Try it: Copy the lines below word for word, skipping any image.

Data to process:

┌────────

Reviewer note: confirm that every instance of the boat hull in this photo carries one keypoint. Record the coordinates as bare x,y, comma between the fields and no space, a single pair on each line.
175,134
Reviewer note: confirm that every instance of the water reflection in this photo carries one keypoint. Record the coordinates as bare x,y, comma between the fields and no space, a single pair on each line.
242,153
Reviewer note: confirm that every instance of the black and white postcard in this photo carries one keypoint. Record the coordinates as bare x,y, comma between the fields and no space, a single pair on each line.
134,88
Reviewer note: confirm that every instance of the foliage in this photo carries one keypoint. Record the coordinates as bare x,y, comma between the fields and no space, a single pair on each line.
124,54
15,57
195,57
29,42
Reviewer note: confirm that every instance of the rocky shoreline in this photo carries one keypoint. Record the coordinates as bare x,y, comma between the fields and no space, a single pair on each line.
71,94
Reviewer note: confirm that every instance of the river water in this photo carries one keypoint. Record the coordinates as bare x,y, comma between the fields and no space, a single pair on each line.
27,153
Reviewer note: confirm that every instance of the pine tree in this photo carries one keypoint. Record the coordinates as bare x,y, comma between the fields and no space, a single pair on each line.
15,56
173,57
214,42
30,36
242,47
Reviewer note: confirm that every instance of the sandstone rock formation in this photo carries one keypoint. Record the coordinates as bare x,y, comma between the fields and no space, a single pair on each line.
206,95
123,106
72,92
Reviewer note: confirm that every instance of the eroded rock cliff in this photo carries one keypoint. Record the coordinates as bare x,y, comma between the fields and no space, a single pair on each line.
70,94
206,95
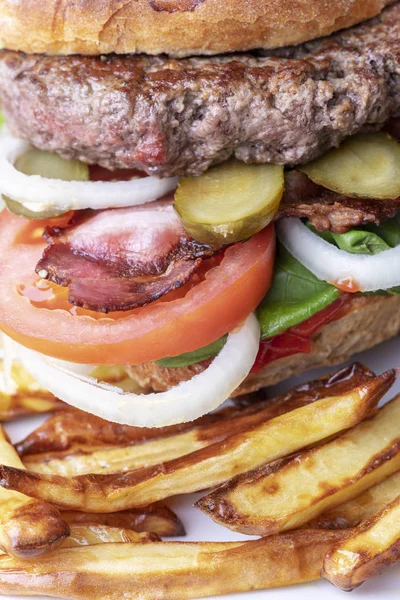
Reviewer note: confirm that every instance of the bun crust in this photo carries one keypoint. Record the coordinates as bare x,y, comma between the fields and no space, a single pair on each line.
370,321
176,27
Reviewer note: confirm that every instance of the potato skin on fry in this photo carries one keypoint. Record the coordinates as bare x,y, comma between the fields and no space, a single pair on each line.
353,512
155,518
72,429
368,550
209,466
261,502
170,571
27,527
31,528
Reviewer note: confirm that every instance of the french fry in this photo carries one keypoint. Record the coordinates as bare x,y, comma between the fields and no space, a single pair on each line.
170,571
261,503
74,430
154,451
278,437
373,546
27,527
90,535
155,518
25,396
363,507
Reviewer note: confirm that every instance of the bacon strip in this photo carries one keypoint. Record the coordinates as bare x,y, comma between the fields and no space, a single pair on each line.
121,259
328,210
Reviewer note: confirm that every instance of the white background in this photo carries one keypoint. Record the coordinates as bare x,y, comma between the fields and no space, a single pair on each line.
201,528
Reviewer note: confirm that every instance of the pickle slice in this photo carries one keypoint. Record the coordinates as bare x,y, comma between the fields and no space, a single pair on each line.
365,165
52,166
230,202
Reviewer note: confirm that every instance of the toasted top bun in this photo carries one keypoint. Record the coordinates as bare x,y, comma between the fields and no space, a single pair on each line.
176,27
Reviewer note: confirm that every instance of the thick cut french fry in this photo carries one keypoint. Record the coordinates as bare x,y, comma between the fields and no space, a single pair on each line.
90,535
363,507
23,395
77,431
27,527
155,518
264,503
210,466
371,547
170,571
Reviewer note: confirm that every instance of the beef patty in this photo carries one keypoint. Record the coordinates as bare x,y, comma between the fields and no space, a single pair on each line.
173,117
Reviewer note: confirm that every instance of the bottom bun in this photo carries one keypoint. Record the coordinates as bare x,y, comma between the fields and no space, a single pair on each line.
370,320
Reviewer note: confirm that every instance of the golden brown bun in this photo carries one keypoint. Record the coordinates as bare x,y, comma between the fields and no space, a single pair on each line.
370,321
178,27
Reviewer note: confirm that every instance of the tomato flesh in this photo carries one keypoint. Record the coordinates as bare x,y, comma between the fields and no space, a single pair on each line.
297,339
216,305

└────────

Solution to this exercise:
Reviewer note: confirm that every instance of the boat hull in this photo carries one keypoint. Record the coordinates as bare x,y, comma between the fields and no space, a single pair on each line.
175,134
Reviewer note: confirm that every instance of the water reflection in this photo carries one keypoint. Record the coordinates as bare x,y, comma between the fields and no space, a single pair on each line.
242,153
Reviewer note: confirm that every instance of the black and white postcard in this photo carries one keypoint. Record the coordinates as bare x,y, comma between the fields and no space, a single pair on each line.
134,88
Reviewer note: confirm that every instance of the foliage in this photo carries one keypoint. Record the coordinates as bare x,y, comma between the fields and no space, a single pair on each line.
124,54
15,57
195,57
29,42
Reviewer note: confirm that every instance of the rocky shoreline in this photo carries one keypoint. Record the coordinates as bare x,y, comma between the fields and no space, a single pair on each line.
71,94
Reviewer note: confirm that every instance of the river water in this photo carries one keypoint. Record the coordinates as bare x,y, comma between the fields and no space, a single pair on each line.
27,153
Reviewer note: confirm that every instance of the pine tree in this photo carries one keypoint. Record the coordinates as bare x,y, comma between the fields and no space, a single pair on each line.
15,56
173,57
214,42
30,36
242,47
Reviewer note: confirm that every instance of the sandstone rock formation in this photo carries one keypoint. Record the coordinates as bare x,y, comma between the fields and no space, a single pair on each line.
206,95
123,106
72,92
Reviewer note: confirm that every instance of the eroded rock cliff in this photo carries one keypoint. Record the coordinates as bare x,y, comma between the fields and no space, a single pair on each line.
70,94
206,95
Reviewer note: confirm that every instance of the bun crust in this photo carries one keypoint. Record the coordinates as bare x,y, comma between the fields and no space, a single pair on each line.
370,321
176,27
Reviewer note: confirm that every instance of the potato skin on fry in this photo carries one keypoint. Record the coordinates as bare x,y, comma between the fields and no space, a single pair on each line.
353,512
155,518
72,429
368,550
209,466
261,502
170,571
27,527
31,528
Reviewer note: confirm that every instance of the french fry in this photo carries one keypoint. Record the coordinates as bare x,y, comma between the fields and no space, a single pair on each line.
170,571
261,503
74,430
154,451
278,437
373,546
27,527
90,535
155,518
25,396
363,507
Reviewer note: confirm that every instance of the bacon strip in this photo carries one keypoint. Record the coordinates as bare x,y, comma between the fields and no space, a single pair on each line.
121,259
328,210
Reviewer note: confirm that every instance of the white background in this photo carries one keypoint. Record the coordinates as bare x,y, comma between the fields and no space, a single pair on each line.
201,528
Reviewer note: confirm that every instance of the pickle slice in this photo carries one keypoint. Record the coordinates as bare x,y, comma between the fields and no space, a single pair on each line.
365,165
52,166
230,202
Reviewer note: confirm that every instance of the toasted top bun in this photo carries one keypoint. Record the coordinates as bare x,y, comma between the fields and no space, a single pair on each line.
176,27
Reviewer note: confirm that every instance of the thick cut french fry in this photo carries one keypoint. Record the coordinates as bare x,y, comma between the fields and no space, a single pair on each line.
90,535
363,507
23,395
77,431
27,527
155,518
264,503
210,466
371,547
170,571
Reviewer note: confirm that every instance of the beef patty in this photo carries one keypoint. Record the coordinates as bare x,y, comma between the fields and no space, a single pair on each line.
173,117
Reviewer note: confirm that every instance of the bottom bun in this photo carries one keypoint. Record the coordinates as bare x,y, comma between the fields and no space, a single pair on each line.
370,320
Reviewer note: confirm that every instance of the golden brown bun in this photo carries one keypoint. Record the coordinates as bare x,y, comma between the fields and no space, a single pair on each line.
370,321
178,27
Reviewer note: confirm that every instance of the tomato flesh in this photo carries one keypoint. Record the coordinates as bare x,y, comma between the fields and no space, a single pair on each line.
297,339
216,305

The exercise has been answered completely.